## Referring expression pointing data:
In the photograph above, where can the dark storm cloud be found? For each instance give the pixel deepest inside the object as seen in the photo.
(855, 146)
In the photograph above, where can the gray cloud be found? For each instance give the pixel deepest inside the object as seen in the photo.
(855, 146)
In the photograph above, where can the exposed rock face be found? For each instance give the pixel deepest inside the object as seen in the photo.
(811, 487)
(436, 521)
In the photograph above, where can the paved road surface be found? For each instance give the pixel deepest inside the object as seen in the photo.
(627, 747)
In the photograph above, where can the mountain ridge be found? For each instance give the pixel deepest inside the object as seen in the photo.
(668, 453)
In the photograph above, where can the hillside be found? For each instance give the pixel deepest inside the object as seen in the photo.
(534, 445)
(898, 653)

## WHAT YOU SHOULD DO:
Nothing in the records should differ from the original when you retype them.

## FINAL ANSWER:
In the photograph above, where can the dark storm cloud be found? For each instance give the pixel deepest inside the object as seen in the photo.
(855, 146)
In the photograph above, where can the gray cloud be found? For each instance give the pixel deepest inside the object as seen in the photo.
(855, 146)
In the photograph above, where can the exposed rock face be found? For each instance give the pixel deepest inside the object as seen in the photo.
(811, 487)
(436, 521)
In the photograph above, where can the paved road surface be found? For each instance give the pixel deepest inside the object as seen in the photo.
(627, 747)
In the photograph above, where can the mountain ridge be found? For each instance give the pixel deepest inside the object as seen in the photo.
(668, 453)
In the photograph above, where can the hillside be found? For each instance give the pixel deepest inside the object as seen in the photo.
(534, 445)
(898, 653)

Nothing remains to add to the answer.